◆ Problem set ◆
1) In the reply on Ethernet EMI, condense the paragraph beginning "In general Ethernet is relatively immune" into a single shorter sentence that keeps its main facts.
2) Write the next portion of the reply on Ethernet EMI, picking up after its final sentence.

## begin Document segment

100BaseT EMI ?
becker at scyld.com
Wed Mar 27 10:21:28 PST 2002
On Wed, 27 Mar 2002, Huntress Gary B NPRI wrote:
> I am drafting a proposal for a small cluster that will be used in a
> tactical military environment (Naval), thus I am bound by some
> environmental issues, particularly in the area of electromagnetic
> Right now I don't want to address the whole cluster, but is anyone
> aware of EMI issues specifically related to 100 Base T ethernet?
Most Ethernet clusters don't have a problem with EMI (Electro-Magnetic
Interference), but it's something to keep in mind when designing a large
system or your own enclosure. EMI and electrical/fire safety are often
forgotten elements of putting together clusters.
In general Ethernet is relatively immune to EMI with short runs.
However within a cluster the situation is worse than you might guess
from non-cluster experience. Most of the network traffic is
synchronized, and coincides with power-use spikes.
[[ OK, ok, that was primarily to point out why this topic is relevant to
the Beowulf list. ]]
Here are a few points to keep in mind:
Bad connections are responsible for most of the generated EMI:
don't un-twist pairs or strain the cable at the connector.
Kinked, crimped or stretched cables are very bad:
use 10X diameter (typical: 2" radius) around corners with UTP
Generating EMI and noise susceptibility are often symmetrical: a good
antenna works both for Tx and Rx.
10baseT generates a strong electrical noise spike at 20Mhz while active.

## end Document segment
## begin Recorded information

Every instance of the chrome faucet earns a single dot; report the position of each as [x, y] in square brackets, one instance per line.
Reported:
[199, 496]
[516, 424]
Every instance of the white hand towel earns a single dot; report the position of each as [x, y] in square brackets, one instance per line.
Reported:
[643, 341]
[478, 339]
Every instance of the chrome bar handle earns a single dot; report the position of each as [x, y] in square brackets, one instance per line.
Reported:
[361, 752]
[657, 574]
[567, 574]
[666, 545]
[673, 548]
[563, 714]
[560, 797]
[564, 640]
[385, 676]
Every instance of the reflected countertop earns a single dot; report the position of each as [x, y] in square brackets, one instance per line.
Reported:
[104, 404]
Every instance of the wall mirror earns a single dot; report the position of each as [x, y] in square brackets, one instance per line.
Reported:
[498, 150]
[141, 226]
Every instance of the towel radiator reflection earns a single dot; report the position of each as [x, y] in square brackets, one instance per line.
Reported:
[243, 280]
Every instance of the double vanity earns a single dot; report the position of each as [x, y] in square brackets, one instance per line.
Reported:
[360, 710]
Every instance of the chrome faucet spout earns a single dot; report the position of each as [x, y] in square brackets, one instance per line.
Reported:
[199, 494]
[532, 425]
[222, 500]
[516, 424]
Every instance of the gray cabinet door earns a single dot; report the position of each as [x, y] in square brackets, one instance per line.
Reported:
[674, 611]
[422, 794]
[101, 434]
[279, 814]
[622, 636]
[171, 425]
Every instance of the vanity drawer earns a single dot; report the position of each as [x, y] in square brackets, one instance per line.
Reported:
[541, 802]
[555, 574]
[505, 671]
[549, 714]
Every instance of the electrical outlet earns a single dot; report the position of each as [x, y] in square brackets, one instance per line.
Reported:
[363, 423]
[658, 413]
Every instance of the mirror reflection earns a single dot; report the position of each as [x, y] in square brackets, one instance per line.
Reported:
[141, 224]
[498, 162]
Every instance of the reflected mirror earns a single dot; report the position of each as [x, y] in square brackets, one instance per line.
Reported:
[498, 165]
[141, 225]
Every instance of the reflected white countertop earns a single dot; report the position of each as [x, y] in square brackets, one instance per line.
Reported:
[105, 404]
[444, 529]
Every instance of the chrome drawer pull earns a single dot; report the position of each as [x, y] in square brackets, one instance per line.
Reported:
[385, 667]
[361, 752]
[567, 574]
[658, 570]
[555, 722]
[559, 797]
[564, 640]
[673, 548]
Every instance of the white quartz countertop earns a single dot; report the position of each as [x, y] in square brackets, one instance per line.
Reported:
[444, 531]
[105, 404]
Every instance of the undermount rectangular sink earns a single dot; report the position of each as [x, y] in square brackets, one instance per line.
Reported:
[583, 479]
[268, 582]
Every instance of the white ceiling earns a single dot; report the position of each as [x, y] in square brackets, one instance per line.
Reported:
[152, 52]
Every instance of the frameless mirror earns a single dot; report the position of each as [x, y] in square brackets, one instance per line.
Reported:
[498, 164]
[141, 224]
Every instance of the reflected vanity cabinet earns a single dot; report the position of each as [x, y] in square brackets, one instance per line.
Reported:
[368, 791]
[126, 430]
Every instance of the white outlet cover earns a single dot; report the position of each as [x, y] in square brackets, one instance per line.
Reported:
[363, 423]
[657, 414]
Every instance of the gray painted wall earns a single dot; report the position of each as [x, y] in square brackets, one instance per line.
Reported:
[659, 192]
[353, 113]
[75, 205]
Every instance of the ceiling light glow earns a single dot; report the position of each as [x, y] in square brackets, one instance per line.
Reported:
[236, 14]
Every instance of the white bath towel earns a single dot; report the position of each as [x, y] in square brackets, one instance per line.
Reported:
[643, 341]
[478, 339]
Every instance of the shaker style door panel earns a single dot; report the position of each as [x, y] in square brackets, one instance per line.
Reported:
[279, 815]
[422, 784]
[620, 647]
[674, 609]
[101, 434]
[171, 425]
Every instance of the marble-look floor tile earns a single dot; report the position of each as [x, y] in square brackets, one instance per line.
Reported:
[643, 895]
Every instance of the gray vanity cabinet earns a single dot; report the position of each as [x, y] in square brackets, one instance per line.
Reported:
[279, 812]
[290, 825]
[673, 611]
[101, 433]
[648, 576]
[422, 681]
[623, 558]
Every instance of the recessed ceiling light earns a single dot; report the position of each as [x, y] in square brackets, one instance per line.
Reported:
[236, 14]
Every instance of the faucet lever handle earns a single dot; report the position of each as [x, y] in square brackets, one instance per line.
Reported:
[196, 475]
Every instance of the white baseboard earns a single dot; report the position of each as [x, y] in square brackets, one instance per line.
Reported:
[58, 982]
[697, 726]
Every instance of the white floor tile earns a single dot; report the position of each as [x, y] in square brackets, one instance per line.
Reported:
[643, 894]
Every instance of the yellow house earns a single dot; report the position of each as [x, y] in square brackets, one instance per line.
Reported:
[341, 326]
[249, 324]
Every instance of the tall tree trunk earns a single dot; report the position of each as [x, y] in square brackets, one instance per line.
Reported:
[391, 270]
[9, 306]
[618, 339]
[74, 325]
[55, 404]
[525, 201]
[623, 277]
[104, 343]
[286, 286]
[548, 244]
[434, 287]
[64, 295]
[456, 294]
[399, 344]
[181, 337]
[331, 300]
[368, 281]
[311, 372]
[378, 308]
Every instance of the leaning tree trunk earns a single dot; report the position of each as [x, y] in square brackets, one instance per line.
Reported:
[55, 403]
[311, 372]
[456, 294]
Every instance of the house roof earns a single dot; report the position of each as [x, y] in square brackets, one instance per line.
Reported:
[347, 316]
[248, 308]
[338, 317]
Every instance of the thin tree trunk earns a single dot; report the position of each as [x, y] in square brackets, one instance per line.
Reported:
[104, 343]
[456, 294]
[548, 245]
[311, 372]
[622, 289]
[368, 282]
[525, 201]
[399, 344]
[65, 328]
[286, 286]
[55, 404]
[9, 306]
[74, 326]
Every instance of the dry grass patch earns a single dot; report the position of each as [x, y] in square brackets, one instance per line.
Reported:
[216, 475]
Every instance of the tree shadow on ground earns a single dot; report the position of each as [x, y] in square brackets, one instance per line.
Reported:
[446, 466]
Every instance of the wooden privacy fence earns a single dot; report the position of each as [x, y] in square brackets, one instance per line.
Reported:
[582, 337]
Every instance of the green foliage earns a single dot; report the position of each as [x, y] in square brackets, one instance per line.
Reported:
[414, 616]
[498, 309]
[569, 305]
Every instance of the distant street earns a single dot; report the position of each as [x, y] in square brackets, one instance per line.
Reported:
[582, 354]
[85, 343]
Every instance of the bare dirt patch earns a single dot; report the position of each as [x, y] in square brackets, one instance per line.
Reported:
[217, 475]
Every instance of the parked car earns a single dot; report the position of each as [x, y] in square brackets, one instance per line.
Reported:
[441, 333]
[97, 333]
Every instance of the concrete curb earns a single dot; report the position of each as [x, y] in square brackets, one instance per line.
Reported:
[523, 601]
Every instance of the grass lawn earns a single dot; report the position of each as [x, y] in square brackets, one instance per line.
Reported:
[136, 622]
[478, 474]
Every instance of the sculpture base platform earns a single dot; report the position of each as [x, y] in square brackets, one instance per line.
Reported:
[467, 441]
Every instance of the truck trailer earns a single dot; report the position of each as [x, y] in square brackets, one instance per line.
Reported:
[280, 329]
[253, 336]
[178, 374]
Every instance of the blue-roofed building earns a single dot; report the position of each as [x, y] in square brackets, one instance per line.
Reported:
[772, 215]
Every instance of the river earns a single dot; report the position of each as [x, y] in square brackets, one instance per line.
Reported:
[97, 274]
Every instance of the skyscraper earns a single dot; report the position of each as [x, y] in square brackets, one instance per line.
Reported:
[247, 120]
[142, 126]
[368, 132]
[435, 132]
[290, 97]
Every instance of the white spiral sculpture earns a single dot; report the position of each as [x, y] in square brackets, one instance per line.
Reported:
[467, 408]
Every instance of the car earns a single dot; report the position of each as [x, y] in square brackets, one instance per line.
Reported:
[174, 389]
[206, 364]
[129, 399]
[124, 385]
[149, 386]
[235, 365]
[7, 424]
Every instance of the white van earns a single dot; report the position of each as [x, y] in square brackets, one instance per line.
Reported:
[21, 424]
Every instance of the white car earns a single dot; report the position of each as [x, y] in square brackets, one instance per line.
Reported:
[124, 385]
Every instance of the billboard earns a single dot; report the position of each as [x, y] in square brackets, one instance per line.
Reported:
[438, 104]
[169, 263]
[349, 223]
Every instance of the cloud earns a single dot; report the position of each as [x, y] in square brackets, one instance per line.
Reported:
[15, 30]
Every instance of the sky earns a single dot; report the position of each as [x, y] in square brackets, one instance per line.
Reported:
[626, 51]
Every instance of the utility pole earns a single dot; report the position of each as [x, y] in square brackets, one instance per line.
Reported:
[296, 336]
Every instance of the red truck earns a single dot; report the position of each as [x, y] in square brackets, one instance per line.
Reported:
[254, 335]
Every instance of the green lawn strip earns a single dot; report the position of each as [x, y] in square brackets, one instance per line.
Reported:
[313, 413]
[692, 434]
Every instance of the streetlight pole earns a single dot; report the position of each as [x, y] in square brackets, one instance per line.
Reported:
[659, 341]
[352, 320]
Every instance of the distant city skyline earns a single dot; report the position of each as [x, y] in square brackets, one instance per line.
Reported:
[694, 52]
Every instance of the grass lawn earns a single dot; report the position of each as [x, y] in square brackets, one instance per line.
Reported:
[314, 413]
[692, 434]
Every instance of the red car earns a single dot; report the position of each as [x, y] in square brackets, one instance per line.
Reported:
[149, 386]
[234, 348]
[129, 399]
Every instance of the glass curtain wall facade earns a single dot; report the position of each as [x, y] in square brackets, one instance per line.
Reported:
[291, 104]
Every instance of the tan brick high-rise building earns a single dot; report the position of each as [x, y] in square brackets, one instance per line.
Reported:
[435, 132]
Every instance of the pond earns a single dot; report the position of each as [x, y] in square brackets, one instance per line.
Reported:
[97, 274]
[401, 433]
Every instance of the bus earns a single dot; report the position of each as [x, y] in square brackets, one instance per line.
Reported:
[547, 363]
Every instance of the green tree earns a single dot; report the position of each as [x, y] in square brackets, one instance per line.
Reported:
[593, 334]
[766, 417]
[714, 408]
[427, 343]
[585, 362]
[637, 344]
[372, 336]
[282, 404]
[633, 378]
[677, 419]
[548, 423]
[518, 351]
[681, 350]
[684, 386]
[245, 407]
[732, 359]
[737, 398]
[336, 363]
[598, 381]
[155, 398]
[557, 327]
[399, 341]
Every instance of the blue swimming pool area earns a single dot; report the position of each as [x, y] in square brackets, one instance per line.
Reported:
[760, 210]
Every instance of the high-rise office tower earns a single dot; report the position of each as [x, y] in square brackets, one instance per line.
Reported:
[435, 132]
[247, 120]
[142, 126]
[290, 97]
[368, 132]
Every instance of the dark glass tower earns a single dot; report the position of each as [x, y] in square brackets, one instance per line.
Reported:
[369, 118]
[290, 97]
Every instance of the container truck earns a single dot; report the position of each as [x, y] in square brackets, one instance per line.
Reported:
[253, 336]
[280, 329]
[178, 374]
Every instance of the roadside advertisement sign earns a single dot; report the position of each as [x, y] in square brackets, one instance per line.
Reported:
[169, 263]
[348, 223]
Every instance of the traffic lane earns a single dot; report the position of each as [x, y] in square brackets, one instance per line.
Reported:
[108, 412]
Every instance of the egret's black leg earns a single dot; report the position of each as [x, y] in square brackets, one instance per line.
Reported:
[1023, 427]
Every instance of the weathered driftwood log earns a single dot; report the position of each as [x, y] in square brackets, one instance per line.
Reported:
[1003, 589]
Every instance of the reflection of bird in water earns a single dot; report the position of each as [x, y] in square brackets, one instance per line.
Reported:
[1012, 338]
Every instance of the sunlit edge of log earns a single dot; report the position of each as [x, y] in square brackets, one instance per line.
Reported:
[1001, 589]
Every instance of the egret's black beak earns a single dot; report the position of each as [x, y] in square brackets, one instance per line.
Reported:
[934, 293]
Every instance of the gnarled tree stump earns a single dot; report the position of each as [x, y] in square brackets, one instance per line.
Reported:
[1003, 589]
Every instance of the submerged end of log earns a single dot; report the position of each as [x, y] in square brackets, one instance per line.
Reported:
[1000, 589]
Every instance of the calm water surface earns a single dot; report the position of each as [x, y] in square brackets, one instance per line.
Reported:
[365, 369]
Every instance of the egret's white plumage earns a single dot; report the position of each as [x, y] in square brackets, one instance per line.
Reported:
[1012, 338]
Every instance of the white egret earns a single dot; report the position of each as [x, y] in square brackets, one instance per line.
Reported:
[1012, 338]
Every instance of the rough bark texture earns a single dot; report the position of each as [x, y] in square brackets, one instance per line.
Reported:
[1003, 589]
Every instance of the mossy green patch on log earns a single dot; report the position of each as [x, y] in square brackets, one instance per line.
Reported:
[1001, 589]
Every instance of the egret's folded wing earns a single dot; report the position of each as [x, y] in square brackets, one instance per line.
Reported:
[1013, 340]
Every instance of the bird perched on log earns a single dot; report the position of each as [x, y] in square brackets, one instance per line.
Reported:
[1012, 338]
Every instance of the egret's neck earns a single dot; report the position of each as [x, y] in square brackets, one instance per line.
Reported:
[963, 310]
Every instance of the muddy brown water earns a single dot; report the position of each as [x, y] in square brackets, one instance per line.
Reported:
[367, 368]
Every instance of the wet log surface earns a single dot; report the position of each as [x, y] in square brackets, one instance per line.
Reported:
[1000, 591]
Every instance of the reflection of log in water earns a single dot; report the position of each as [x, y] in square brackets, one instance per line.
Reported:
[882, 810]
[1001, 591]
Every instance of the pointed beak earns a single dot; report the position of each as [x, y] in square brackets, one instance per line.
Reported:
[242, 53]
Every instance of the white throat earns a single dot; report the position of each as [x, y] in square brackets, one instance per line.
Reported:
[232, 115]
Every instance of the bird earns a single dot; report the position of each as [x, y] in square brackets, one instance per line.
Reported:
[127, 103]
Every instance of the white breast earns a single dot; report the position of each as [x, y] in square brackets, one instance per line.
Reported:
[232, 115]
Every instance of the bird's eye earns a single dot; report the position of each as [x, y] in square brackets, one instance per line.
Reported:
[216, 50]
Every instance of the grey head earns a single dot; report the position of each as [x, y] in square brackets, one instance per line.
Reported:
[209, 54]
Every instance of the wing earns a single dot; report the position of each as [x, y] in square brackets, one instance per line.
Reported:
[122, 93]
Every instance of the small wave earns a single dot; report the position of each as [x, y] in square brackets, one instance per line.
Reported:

## end Recorded information

◆ Results ◆
1) Ethernet resists EMI well over short runs, but inside a cluster conditions are worse than non-cluster experience suggests, since most network traffic is synchronized and coincides with power-use spikes.

2)
100baseTx operates continuously and spreads the noise, but some
data patterns can generate strong noise spikes (look up 4B/5B).
Gigabit copper puts more energy into the cable, but has less chance of
a single frequency noise spike (8B/10B). Gigabit transceivers are
designed to handle "echoing" mismatched cables, but are relatively more
susceptible to external noise.
You should pick cluster software or hardware control that doesn't use a
KVM switch. Using a KVM switch results in far more cables, and thus more
opportunities for emitted EMI. It's easy to filter noise from the power
cable, which operates at 60Hz. It's somewhat harder for keyboard and
mouse (which have sharp 5V swings from very busy chips), difficult for
Ethernet (1V carefully rounded waveforms from network-only
transceivers), and very difficult for video (1V sharp-edged pattern
> My gut feeling is that good quality shielded cables will be the first
> line of defense, however I'm concerned about radiated emission levels
> at the connectors.
It's counterintuitive, but UTP (unshielded twisted pair) is often better
than STP (screened/shielded twisted pair). The metallic shield can
couple a point source of noise or imbalance to the make the whole shield
On a general note: Most clusters are built using steel cases on steel
shelves or a rack. This provides both shielding along with electrical
and fire safety. Don't use an open frame design unless you have an
overall metal enclosure. Think about fires before using wood or
plastic, even for shelves.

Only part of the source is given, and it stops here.